Requirements
Output the lines of the listing below, everything from the line containing "with glasses and" down to the line containing "[751, 68, 963, 471]", as a Markdown table. Use a column "Row" for the row number and a column "Line" for the line itself, and omit blank lines.

(Dataset records)
◆ ◆ ◆ ◆
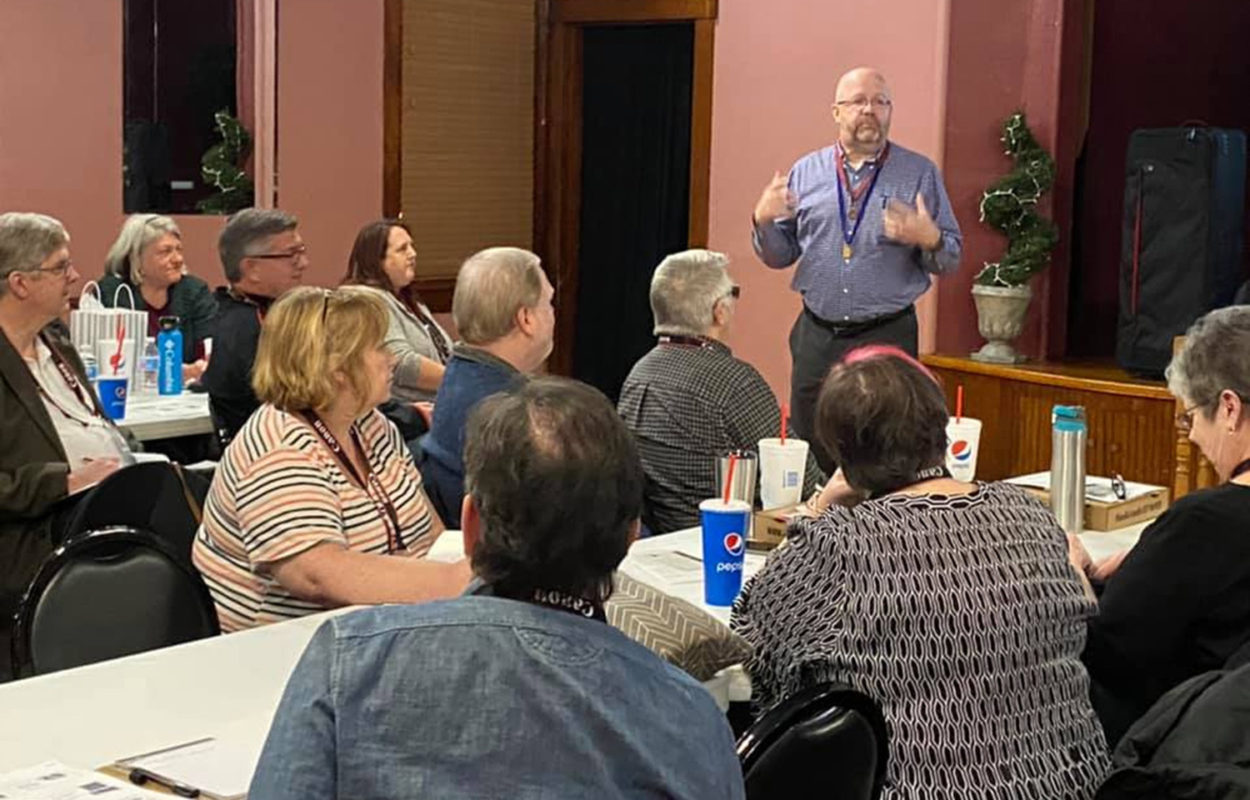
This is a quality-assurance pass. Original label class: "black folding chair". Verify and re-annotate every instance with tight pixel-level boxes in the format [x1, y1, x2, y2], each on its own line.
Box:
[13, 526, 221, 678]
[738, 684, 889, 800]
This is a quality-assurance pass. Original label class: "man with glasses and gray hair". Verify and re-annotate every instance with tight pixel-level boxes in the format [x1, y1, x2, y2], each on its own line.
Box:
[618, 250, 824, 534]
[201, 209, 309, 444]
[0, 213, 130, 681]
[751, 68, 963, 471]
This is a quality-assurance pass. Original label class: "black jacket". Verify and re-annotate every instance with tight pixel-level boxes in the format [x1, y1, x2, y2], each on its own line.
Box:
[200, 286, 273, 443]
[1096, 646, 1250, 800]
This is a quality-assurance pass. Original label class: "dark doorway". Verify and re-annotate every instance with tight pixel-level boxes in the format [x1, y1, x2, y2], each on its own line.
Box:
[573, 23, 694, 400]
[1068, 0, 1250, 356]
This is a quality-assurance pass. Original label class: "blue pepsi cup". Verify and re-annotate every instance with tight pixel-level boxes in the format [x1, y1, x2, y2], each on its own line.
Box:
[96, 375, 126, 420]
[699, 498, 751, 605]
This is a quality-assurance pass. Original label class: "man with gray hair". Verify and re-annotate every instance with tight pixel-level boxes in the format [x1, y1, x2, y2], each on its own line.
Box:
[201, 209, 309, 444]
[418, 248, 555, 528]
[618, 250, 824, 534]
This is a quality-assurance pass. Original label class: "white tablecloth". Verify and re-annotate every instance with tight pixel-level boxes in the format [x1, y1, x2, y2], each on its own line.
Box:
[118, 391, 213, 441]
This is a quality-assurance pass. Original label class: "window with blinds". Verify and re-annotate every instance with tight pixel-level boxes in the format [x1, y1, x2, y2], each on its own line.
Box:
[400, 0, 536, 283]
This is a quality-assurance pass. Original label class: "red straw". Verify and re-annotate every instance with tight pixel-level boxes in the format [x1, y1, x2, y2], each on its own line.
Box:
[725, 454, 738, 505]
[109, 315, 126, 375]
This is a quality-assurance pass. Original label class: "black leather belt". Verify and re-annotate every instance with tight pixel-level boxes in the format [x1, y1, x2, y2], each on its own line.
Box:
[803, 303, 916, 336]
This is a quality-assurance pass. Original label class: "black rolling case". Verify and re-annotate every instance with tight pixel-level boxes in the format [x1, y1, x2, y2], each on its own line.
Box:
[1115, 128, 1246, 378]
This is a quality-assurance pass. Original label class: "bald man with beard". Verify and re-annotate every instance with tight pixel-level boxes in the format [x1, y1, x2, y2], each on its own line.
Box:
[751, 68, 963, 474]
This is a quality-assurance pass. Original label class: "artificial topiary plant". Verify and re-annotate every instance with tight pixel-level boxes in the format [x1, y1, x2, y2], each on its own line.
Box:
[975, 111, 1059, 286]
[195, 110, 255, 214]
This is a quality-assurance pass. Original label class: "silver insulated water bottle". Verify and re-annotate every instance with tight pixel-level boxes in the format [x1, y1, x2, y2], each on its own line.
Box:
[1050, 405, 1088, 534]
◆ ◆ ◆ ◆
Output for this exercise
| Row | Line |
|---|---|
| 1 | This is a quality-assurance pass. Original label class: "man with glasses and gray hair". Verify and re-annotate every instance with tight pixel-level boxes in the format [x1, y1, x2, y2], each on its own line. |
| 2 | Box: |
| 3 | [618, 250, 824, 534] |
| 4 | [201, 209, 309, 444] |
| 5 | [0, 213, 130, 681] |
| 6 | [751, 68, 963, 471] |